In 2013 she received the Georg Büchner Prize for "[re-exploring] the boundaries of what we consider our daily reality with an inexhaustible energy of observation, narrative fantasy and linguistic inventiveness." She was a scholar at the Villa Massimo then.

In 2014, she published her first crime novel, Killmousky. The novel is named after a black cat that arrives at the home of a retired police officer who names the cat after a similar cat in Midsomer Murders. The police officer has retired after he used violence against a suspect in a kidnapping case in order to get information to find the kidnapped. He goes on to take a position as a private detective for an upper-class New Yorker who wants a possible murder solved. The book received mostly mixed reviews.

Lewitscharoff received praise for her playful mastery of language, described by the jury of the Berlin Literature Prize in 2010 as "uncommonly dense and original prose works ... that oppose all classifications with their own peculiar amalgam of humor and profundity. ... Lewitscharoff's poetic gesture is a brilliant recitative, a virtuoso rhetoric." In 2011, she was described in Die Welt as "the most dazzling stylist of contemporary German literature."

Literature expert Ulrike Veder puts Lewitscharoff in the magical realism tradition and has further expressed on Lewitscharoff's writing that "It's the constellation of profound knowledge and a writing style that is funny and headstrong and that not only plays with language but actually enriches the language."

Invited to write about her favourite authors, she wrote the essay Der Dichter als Kind (The poet as a child), including Johann Wolfgang von Goethe, Friedrich Schiller, Gottfried Keller, Karl Philipp Moritz, Clemens Brentano and Bettina Brentano. She named Clemens Brentano her favourite.

==Dresden speech==
On 2 March 2014, Lewitscharoff gave the traditional Dresdner Rede (Dresden Speech) at the Dresden Staatsschauspiel. In the speech "Von der Machbarkeit. Die wissenschaftliche Bestimmung über Geburt und Tod" she criticised what she considered medical mechanisation of reproduction and death. She voiced opposition to artificial insemination and surrogacy referring to the offspring through such methods as "twilight creatures", "half human, half artificial I-don't-know-whats". The speech caused discussion and criticism. Lewitscharoff later said she regretted a couple of phrases, but that her main points stood.

== DATA LISTING ==

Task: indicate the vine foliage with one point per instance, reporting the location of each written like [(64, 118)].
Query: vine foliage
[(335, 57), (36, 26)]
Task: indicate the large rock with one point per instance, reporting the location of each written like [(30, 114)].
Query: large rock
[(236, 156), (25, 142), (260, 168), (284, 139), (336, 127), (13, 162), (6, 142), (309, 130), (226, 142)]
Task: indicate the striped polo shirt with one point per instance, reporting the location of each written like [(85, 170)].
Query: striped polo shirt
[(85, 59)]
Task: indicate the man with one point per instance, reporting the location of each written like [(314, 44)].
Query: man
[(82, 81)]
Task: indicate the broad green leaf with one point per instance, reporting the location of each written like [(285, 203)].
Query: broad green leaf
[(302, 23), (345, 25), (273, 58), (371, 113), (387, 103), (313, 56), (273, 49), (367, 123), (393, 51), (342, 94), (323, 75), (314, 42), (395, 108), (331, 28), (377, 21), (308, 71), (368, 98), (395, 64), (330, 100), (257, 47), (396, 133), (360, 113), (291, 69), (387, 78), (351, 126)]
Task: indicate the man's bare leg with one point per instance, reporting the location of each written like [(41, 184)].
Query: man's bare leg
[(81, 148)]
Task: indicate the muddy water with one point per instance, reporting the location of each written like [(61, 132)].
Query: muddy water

== WHAT TO WORK ON ==
(A) Summarize the excerpt about Lewitscharoff in two sentences.
(B) In the excerpt about Lewitscharoff, what did Die Welt call her in 2011?
(C) Reproduce the stretch of the excerpt about Lewitscharoff from "In 2014, she" through "mostly mixed reviews.".
The listing is separate material and is not part of the excerpt about Lewitscharoff.

== LIST OF ANSWERS ==
(A) Lewitscharoff received the Georg Büchner Prize in 2013 and published her first crime novel, Killmousky, in 2014, which received mostly mixed reviews. She has been praised for her playful mastery of language, and her 2014 Dresden Speech, in which she criticized the medical mechanization of reproduction and death, caused discussion and criticism.

(B) The most dazzling stylist of contemporary German literature.

(C)
In 2014, she published her first crime novel, Killmousky. The novel is named after a black cat that arrives at the home of a retired police officer who names the cat after a similar cat in Midsomer Murders. The police officer has retired after he used violence against a suspect in a kidnapping case in order to get information to find the kidnapped. He goes on to take a position as a private detective for an upper-class New Yorker who wants a possible murder solved. The book received mostly mixed reviews.